◆ **REQUIREMENTS**
Switch "pixel" to "point" everywhere it occurs in the entries below, and leave every other word unchanged.

◆ **Stored data entries**
-- -- --
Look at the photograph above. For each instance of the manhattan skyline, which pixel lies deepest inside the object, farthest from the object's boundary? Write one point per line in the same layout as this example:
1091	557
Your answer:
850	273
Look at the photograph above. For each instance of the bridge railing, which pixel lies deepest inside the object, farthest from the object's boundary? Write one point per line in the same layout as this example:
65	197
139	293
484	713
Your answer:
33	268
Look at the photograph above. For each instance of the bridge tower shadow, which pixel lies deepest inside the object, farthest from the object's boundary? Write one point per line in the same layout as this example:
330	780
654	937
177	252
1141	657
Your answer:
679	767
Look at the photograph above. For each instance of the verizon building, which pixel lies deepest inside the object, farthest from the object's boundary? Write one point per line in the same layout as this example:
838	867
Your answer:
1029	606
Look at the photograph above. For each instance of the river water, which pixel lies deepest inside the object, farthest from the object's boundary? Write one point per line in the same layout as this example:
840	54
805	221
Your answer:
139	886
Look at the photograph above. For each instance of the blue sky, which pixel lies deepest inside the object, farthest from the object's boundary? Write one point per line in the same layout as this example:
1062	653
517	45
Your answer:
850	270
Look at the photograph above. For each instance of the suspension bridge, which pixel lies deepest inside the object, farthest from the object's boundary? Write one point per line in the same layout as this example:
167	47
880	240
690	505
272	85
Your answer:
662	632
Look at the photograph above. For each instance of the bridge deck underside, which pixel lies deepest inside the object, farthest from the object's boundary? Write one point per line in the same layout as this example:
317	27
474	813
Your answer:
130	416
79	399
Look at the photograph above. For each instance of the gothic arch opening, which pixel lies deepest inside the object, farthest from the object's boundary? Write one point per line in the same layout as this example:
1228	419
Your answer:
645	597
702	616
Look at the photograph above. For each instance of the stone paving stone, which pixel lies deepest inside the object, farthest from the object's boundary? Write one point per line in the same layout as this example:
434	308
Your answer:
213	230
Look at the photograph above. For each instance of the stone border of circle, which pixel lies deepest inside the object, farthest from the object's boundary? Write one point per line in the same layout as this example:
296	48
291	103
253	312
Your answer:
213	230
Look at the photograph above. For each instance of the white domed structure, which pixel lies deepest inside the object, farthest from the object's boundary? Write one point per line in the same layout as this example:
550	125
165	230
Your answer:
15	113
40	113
-- -- --
◆ **TASK SOLUTION**
Look at the photograph above. For each instance of the manhattan skyline, which point lies deepest inside the object, farthest from the object's boundary? Write one point per line in the same layout as this example:
1091	557
Your answer:
850	273
Look at the photograph above. For each instance of the bridge railing, which point lies deepest inside the object, farthest from the object's boundary? Write one point per line in the same layout as this example:
65	197
139	293
484	713
Your answer:
33	268
Look at the photograph above. For each instance of the bridge tower shadow, which point lies deepest inside the object, farthest from the object's boundary? Write one point per line in the same layout as this example:
330	780
654	937
177	252
1141	657
Your answer:
679	767
Look at the photograph above. For each instance of the verizon building, which point lies deepest inside the object, farthest from the object's boundary? Write one point per line in the same layout as this example:
838	867
Your answer:
1029	606
Look at the photograph above. For each instance of the river water, which point lies deepest inside the object, farthest from the object's boundary? Write one point per line in the same layout as this example:
840	54
805	221
Your answer:
139	886
Look at the photograph above. For each instance of the blue sky, which point lies deepest inside the object, farthest from the object's boundary? Write one point per line in the same layout as this example:
1062	653
517	45
Your answer:
850	270
Look at the photograph above. For each instance of the suspension bridge, which point lies deepest inside the object, farthest from the object's boundary? Write one point per line in the same layout as this example:
167	47
880	240
690	505
272	85
Your answer:
662	632
Look at the photograph above. For each instance of the bridge deck underside, which point lies deepest inside the object, farthest from the object's boundary? Write one point per line in the same layout as this example:
317	27
474	813
Your answer:
130	416
79	399
Look at the photograph above. For each instance of the gothic arch opening, which point lies deepest inside the object, farthest from the object's boundary? Write one point per line in the same layout as this example:
1228	419
Your answer:
645	597
702	616
Look at the photograph above. For each instance of the stone paving stone, which point lies deepest inside the object, farthest from the object's boundary? Write one point per line in the same layout as this example:
434	308
Your answer:
213	230
Look at the photograph above. For each instance of the stone border of circle, which point lies deepest inside the object, farthest from the object's boundary? Write one point per line in the same layout as this example:
296	48
291	103
253	312
Your answer:
213	230
Look at the photograph above. For each instance of the white domed structure, which point lies deepest inside the object, farthest from the object's boundary? Write one point per line in the same layout as this example:
550	125
165	230
Your answer:
15	113
40	113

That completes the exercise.